Coordinate annotation records
+-------+

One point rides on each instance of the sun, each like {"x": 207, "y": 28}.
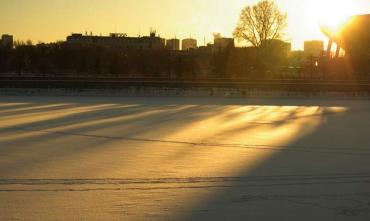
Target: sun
{"x": 332, "y": 13}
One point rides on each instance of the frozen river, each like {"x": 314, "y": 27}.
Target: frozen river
{"x": 104, "y": 158}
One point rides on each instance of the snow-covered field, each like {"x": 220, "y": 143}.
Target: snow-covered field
{"x": 163, "y": 158}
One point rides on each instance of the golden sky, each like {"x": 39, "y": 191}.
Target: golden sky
{"x": 51, "y": 20}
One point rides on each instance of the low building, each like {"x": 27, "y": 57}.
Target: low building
{"x": 188, "y": 44}
{"x": 278, "y": 46}
{"x": 221, "y": 44}
{"x": 173, "y": 44}
{"x": 6, "y": 41}
{"x": 118, "y": 40}
{"x": 313, "y": 48}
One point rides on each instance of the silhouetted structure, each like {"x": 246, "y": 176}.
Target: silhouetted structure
{"x": 6, "y": 41}
{"x": 221, "y": 44}
{"x": 173, "y": 44}
{"x": 119, "y": 40}
{"x": 313, "y": 48}
{"x": 188, "y": 44}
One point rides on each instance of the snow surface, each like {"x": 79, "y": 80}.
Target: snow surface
{"x": 163, "y": 158}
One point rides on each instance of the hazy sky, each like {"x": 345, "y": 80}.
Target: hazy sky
{"x": 50, "y": 20}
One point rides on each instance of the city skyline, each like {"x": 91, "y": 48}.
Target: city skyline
{"x": 52, "y": 21}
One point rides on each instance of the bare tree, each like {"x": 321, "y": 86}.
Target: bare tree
{"x": 261, "y": 22}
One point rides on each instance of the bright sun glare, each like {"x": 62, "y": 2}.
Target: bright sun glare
{"x": 332, "y": 13}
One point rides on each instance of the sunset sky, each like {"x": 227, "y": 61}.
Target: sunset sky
{"x": 47, "y": 21}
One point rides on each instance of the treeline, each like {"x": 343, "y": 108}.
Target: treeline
{"x": 90, "y": 60}
{"x": 63, "y": 59}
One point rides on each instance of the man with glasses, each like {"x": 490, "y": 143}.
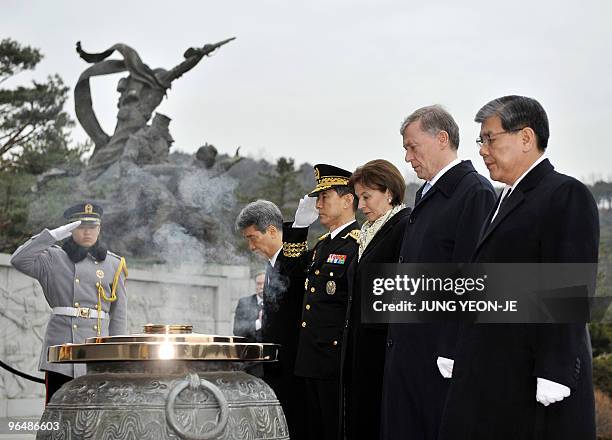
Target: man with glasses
{"x": 526, "y": 381}
{"x": 449, "y": 211}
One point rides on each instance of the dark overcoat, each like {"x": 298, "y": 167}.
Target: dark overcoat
{"x": 363, "y": 349}
{"x": 444, "y": 227}
{"x": 283, "y": 291}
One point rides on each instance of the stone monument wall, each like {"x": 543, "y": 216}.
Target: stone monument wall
{"x": 204, "y": 297}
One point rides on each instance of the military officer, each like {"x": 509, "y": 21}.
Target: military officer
{"x": 83, "y": 283}
{"x": 325, "y": 292}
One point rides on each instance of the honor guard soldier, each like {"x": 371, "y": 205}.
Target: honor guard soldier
{"x": 83, "y": 283}
{"x": 325, "y": 292}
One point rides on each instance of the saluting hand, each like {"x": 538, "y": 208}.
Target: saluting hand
{"x": 307, "y": 212}
{"x": 64, "y": 231}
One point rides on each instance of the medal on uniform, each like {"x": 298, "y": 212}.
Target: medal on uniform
{"x": 330, "y": 287}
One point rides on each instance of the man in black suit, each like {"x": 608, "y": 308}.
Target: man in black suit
{"x": 261, "y": 224}
{"x": 248, "y": 318}
{"x": 325, "y": 294}
{"x": 526, "y": 381}
{"x": 443, "y": 227}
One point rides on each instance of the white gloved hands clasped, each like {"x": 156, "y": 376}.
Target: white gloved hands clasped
{"x": 445, "y": 366}
{"x": 550, "y": 392}
{"x": 307, "y": 212}
{"x": 64, "y": 231}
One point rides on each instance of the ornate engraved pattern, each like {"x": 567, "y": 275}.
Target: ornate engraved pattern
{"x": 113, "y": 406}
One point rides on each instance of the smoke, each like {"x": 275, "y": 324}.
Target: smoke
{"x": 276, "y": 288}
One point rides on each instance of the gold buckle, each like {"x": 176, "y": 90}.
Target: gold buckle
{"x": 83, "y": 312}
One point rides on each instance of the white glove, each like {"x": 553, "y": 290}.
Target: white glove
{"x": 445, "y": 366}
{"x": 64, "y": 231}
{"x": 307, "y": 212}
{"x": 550, "y": 392}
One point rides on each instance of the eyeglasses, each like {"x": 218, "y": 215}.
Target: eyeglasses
{"x": 487, "y": 139}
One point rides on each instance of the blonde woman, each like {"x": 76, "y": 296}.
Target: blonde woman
{"x": 380, "y": 188}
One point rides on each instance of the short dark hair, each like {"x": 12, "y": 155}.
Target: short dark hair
{"x": 517, "y": 112}
{"x": 382, "y": 175}
{"x": 434, "y": 119}
{"x": 261, "y": 214}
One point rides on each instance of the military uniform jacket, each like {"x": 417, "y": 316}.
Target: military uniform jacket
{"x": 66, "y": 284}
{"x": 325, "y": 300}
{"x": 548, "y": 218}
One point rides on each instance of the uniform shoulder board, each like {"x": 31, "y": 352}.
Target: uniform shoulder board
{"x": 354, "y": 234}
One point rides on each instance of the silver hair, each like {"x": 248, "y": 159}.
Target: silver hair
{"x": 261, "y": 214}
{"x": 434, "y": 119}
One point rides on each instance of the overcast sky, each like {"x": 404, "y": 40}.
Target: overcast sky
{"x": 331, "y": 81}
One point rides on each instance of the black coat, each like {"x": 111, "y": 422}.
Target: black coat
{"x": 324, "y": 302}
{"x": 548, "y": 218}
{"x": 283, "y": 291}
{"x": 247, "y": 312}
{"x": 443, "y": 227}
{"x": 363, "y": 348}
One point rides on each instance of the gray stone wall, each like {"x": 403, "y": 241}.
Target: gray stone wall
{"x": 203, "y": 296}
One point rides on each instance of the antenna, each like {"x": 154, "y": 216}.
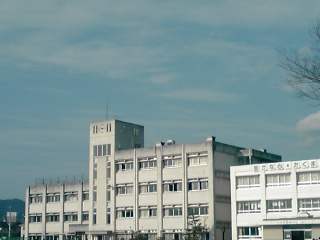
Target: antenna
{"x": 107, "y": 111}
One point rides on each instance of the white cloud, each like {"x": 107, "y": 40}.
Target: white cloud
{"x": 309, "y": 124}
{"x": 200, "y": 95}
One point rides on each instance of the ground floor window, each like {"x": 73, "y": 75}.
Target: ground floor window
{"x": 173, "y": 236}
{"x": 249, "y": 232}
{"x": 297, "y": 234}
{"x": 34, "y": 237}
{"x": 52, "y": 237}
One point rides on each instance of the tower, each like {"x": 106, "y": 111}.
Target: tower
{"x": 106, "y": 137}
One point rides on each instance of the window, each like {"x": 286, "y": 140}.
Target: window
{"x": 197, "y": 184}
{"x": 172, "y": 161}
{"x": 248, "y": 232}
{"x": 85, "y": 216}
{"x": 53, "y": 217}
{"x": 309, "y": 204}
{"x": 197, "y": 159}
{"x": 174, "y": 186}
{"x": 124, "y": 213}
{"x": 126, "y": 165}
{"x": 101, "y": 150}
{"x": 108, "y": 216}
{"x": 70, "y": 217}
{"x": 249, "y": 207}
{"x": 53, "y": 197}
{"x": 35, "y": 218}
{"x": 146, "y": 212}
{"x": 94, "y": 220}
{"x": 51, "y": 237}
{"x": 147, "y": 187}
{"x": 278, "y": 179}
{"x": 248, "y": 181}
{"x": 95, "y": 129}
{"x": 35, "y": 198}
{"x": 172, "y": 211}
{"x": 147, "y": 163}
{"x": 198, "y": 210}
{"x": 284, "y": 205}
{"x": 85, "y": 196}
{"x": 124, "y": 189}
{"x": 70, "y": 196}
{"x": 308, "y": 177}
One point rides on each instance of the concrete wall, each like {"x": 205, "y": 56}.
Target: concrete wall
{"x": 272, "y": 233}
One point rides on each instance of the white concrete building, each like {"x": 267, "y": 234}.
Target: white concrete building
{"x": 153, "y": 190}
{"x": 276, "y": 201}
{"x": 51, "y": 209}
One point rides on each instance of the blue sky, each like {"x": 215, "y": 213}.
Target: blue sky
{"x": 184, "y": 69}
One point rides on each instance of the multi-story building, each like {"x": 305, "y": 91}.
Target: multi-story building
{"x": 276, "y": 201}
{"x": 52, "y": 209}
{"x": 154, "y": 191}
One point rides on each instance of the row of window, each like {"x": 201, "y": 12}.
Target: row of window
{"x": 55, "y": 217}
{"x": 282, "y": 205}
{"x": 194, "y": 159}
{"x": 55, "y": 197}
{"x": 102, "y": 128}
{"x": 170, "y": 186}
{"x": 167, "y": 211}
{"x": 279, "y": 179}
{"x": 101, "y": 150}
{"x": 248, "y": 232}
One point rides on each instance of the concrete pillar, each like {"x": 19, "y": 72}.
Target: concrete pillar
{"x": 26, "y": 218}
{"x": 159, "y": 190}
{"x": 184, "y": 186}
{"x": 136, "y": 190}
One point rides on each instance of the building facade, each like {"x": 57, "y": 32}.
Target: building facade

+-------+

Goal:
Repeat word for word the lines running from the line containing "One point rides on each instance of the concrete wall, each" to the end of the entries above, inclusive.

Result below:
One point rides on each instance of the concrete wall, each like {"x": 205, "y": 56}.
Target: concrete wall
{"x": 272, "y": 233}
One point rides on each instance of the white concrete building, each like {"x": 267, "y": 234}.
Target: white concrete building
{"x": 153, "y": 190}
{"x": 276, "y": 201}
{"x": 51, "y": 209}
One point rides on each instance of the blue sky, each like {"x": 215, "y": 213}.
Target: blue sky
{"x": 184, "y": 69}
One point rides on each instance of the multi-story building, each like {"x": 305, "y": 91}.
Target: multi-story building
{"x": 276, "y": 201}
{"x": 52, "y": 209}
{"x": 154, "y": 191}
One point rides on each instance of the row of window, each like {"x": 201, "y": 12}.
Target: row of window
{"x": 55, "y": 217}
{"x": 282, "y": 205}
{"x": 194, "y": 159}
{"x": 55, "y": 197}
{"x": 102, "y": 128}
{"x": 170, "y": 186}
{"x": 167, "y": 211}
{"x": 279, "y": 179}
{"x": 101, "y": 150}
{"x": 248, "y": 232}
One point rides on each instance of the concrete pillar, each like {"x": 19, "y": 72}.
Target: concrete pillar
{"x": 26, "y": 218}
{"x": 159, "y": 190}
{"x": 184, "y": 186}
{"x": 136, "y": 190}
One point rides on each instance of the building facade, each like {"x": 57, "y": 32}.
Target: building facade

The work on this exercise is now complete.